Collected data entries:
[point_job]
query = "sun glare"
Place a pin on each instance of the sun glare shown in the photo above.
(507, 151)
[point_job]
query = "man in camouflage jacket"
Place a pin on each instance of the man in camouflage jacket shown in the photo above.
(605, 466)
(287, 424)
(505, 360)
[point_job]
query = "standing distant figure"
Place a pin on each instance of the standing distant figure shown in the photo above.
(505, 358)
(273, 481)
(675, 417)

--

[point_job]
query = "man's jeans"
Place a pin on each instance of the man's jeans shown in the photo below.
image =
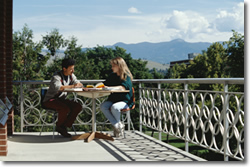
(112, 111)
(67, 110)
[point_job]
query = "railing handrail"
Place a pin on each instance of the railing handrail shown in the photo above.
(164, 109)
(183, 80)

Task goal:
Count the lines of the records that contain the word "distant". Give only the number.

Written solution:
2